SELECTED EXCERPT:
_____

Only the front side of the security agreement is in the Record. The security agreement, however, specifically recites that Borum agreed to "observe and comply with the Additional Provisions on the reverse side and shall not permit an event of default to occur." (Capitalization in original.) Presumably the insurance-requirement was set out on the reverse side. See State v. Goyette , 2006 WI App 178, ¶ 22 n. 11, 296 Wis. 2d 359, 372 n. 11, 722 N.W.2d 731, 738 n. 11 ("[W]e assume facts, reasonably inferable from the record, in a manner that supports the circuit court's decision."). In any event, Borum does not dispute that she was required to keep the car insured.
Borum argues that there was an installment payment that precluded replevin on the failure-to-pay ground. We do not address that issue because the trial court found that Borum was in default on the insurance ground, and, as will be seen in the next part of the decision, that finding is not "clearly erroneous." See WIS. STAT. § 805.17(2) (appellate court will not reverse circuit court's factual findings unless they are clearly erroneous); Gross v. Hoffman , 227 Wis. 296, 300, 277 N.W. 663, 665 (1938) (only dispositive issue need be addressed).
¶ 3 Borum is correct and Landmark concedes that the original title listed Wells Fargo as the lien-holder, but Landmark explained at the trial that that was a clerical error by the dealership. Indeed, Wells Fargo specifically disclaimed any interest in the car, and the title was ultimately corrected to list Landmark as the lien-holder. As noted, Borum claims that her signature was forged on the document used to make the correction.

_____

EXCERPTED RECORDS:
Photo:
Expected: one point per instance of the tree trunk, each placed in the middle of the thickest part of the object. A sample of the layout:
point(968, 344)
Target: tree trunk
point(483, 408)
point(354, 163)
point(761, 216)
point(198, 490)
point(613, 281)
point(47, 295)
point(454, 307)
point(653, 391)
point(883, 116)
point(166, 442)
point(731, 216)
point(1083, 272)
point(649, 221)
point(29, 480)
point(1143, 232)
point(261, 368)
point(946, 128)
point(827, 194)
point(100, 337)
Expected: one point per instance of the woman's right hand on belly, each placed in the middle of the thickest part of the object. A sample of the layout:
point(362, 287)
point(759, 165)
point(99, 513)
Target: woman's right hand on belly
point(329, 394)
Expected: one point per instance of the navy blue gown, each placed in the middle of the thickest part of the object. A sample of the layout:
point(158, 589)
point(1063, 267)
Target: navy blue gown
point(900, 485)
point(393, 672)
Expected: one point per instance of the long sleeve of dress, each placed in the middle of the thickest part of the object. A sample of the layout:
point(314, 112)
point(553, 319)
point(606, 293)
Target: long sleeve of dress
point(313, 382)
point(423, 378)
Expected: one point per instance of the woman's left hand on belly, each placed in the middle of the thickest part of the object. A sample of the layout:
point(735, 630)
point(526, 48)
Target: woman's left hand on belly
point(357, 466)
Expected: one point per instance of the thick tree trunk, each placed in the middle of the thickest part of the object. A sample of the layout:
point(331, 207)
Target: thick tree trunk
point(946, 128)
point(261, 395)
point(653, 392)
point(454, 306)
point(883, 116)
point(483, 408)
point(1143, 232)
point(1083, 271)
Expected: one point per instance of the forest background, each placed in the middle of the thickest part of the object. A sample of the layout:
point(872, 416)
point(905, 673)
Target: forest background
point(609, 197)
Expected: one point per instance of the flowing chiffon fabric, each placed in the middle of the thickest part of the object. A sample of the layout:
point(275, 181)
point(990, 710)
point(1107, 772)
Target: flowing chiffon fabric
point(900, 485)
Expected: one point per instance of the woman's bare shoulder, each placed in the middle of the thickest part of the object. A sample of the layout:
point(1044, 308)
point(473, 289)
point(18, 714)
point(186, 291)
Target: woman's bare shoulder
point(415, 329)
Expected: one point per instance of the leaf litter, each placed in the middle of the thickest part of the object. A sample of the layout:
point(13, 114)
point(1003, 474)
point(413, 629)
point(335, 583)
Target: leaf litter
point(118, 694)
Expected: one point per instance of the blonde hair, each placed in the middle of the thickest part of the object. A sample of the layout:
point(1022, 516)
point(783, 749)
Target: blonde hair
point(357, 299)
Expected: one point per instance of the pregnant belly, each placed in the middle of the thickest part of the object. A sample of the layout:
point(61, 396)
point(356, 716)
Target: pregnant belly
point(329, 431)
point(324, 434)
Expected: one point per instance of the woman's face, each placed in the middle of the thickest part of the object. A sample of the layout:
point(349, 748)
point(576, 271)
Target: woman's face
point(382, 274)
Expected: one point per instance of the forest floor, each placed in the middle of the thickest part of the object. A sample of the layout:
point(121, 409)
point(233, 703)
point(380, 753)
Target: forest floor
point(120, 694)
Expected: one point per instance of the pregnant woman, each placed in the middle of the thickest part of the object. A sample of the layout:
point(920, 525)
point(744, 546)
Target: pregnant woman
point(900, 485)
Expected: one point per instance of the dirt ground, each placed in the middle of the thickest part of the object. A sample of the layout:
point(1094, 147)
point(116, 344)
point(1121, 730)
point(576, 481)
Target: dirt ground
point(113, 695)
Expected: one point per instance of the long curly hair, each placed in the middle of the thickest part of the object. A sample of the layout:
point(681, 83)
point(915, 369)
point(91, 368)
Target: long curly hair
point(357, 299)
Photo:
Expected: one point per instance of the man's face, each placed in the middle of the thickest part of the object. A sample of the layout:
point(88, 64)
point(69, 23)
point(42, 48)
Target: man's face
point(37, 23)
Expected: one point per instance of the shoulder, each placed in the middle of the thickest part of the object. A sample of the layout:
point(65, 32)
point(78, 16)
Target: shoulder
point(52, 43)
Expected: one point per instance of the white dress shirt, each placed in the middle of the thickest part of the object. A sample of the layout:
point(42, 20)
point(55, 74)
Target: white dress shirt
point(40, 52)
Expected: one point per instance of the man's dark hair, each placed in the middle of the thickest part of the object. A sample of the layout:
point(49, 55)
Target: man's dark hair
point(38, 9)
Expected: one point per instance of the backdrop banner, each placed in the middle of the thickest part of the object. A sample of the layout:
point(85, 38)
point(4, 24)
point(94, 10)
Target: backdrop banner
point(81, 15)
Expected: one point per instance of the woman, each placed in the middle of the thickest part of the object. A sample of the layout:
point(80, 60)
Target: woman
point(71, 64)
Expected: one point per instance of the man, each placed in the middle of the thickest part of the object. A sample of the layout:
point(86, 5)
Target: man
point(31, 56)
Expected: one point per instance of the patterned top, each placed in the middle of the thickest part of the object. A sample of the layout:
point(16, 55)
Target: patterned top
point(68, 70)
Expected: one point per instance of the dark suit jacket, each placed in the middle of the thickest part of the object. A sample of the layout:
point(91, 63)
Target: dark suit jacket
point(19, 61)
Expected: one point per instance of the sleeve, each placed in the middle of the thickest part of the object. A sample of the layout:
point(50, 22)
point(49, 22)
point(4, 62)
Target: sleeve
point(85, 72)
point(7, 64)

_____

WORK INSTRUCTIONS:
(A) In the court excerpt above, copy the passage word for word, starting at "Borum argues that" and ending at "need be addressed).".
(B) According to the court excerpt, how did Landmark explain at trial why the original title listed Wells Fargo as the lien-holder?
(C) Rewrite the paragraph of the court excerpt that begins "¶ 3 Borum is correct" as a short list, keeping its main facts.

TASK-BY-TASK RESULTS:
(A)
Borum argues that there was an installment payment that precluded replevin on the failure-to-pay ground. We do not address that issue because the trial court found that Borum was in default on the insurance ground, and, as will be seen in the next part of the decision, that finding is not "clearly erroneous." See WIS. STAT. § 805.17(2) (appellate court will not reverse circuit court's factual findings unless they are clearly erroneous); Gross v. Hoffman , 227 Wis. 296, 300, 277 N.W. 663, 665 (1938) (only dispositive issue need be addressed).

(B) Landmark explained that it was a clerical error by the dealership.

(C)
- Both Borum and Landmark agree that the original title listed Wells Fargo as the lien-holder.
- At trial, Landmark said this was a clerical error by the dealership.
- Wells Fargo disclaimed any interest in the car.
- The title was later corrected to list Landmark as the lien-holder.
- Borum claims her signature was forged on the document used to make that correction.